Biscoff: The baking of

Finally did a homemade version of Biscoff. Yay.

* Tiny note: This post comes a little late. I actually baked these Biscoffs last year, but never got round to posting this draft. I was about to just trash the entire draft, but on second thought, since it’s already all written out, well, here you go 🙂 

I first tasted a Biscoff cookie in my confinement month after Jamie’s birth. My mother-in-law had come to visit from Korea and was staying at our place at that time, and she brought a pack of Lotus Biscoff to share with us, just like the one in the above picture. 

I’d never known of the existence of Biscoff prior to that. Thanks to the effects of breastfeeding (aka being hungry ALL the time), I decided to try some and ended up liking them. 
After my mother-in-law went back to Korea, I never saw or bought Lotus Biscoff again until recently when I saw it being sold at Jaya Grocer. Much to my delight, of course. 

As with nearly everything I see/do these days, my thoughts turned to whether it was possible to make these lovely cookies for myself (on the pretext of saving money). So, as is my typical response to  whimsical ideas like this, I looked it up on Pinterest. 

And, good news, there ARE people out there who created homemade Biscoff cookies. Yay!

▸ **Record set**:
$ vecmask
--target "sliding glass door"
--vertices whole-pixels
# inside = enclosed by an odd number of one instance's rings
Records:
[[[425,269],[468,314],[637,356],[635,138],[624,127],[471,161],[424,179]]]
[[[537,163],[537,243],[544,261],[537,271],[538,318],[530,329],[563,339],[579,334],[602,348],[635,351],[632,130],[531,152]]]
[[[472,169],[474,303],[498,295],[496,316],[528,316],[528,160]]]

▸ **Tasks for this exercise**:
**1.** In the Biscoff baking post, where did the writer recently see Lotus Biscoff being sold?
**2.** Continue the blog post about baking homemade Biscoff from the point where it stops.

▸ **Answers provided**:
**1.** At Jaya Grocer.

**2.**
Unfortunately, it seemed to require a long list of spices in the ingredients list. Which for awhile, put me off making them because I couldn’t find what was required. I mean, I found some of them but not all (eg I had difficulty locating allspice and clove powder). 

Then I stumbled upon some recipes which required less of the said spices, and one blog  post that even said Biscoff cookies were primarily about the cinnamon taste and flavour, and that the other spices weren’t really necessary. So I took heart in that, and decided it’s time to give Biscoff baking a go. Finally. 

Even then, it has taken me awhile to actually get round to baking Biscoff since, as you know, my life is mostly occupied with caring for Jamie and managing home based writing work. However, I have done it at last with a recipe that only relies on nutmeg and cinnamon powder.

Introducing… my very own homemade Biscoff! Whee!

Take a peek… Do they look authentic? Honestly, they look like butter cookies to me (or maybe it’s due to the kind of cookie moulds I used to make them with). 

Things to note about the recipe I used: 

1. I reduced the cinnamon by half out of fear that the smell/taste would be too strong. It appears not to be with this batch, I might bring it back up as per recipe for the next time. 

2. I see now why the dough needs to be refrigerated. Once it goes back to room temperature, it becomes really hard to work with (ie soft and sticky). Me being the dawdling, easily distracted self that I was, I took too long working with the batch for the first tray that the dough reverted to its former self. Heh. Lesson learned. 

3. Also because of the tendency of the dough to become sticky, it was tough getting it out of the cookie moulds and safely onto the baking tray without it becoming deformed in the process. So perhaps for the future, I should stick to simpler moulds like just circles or something like that.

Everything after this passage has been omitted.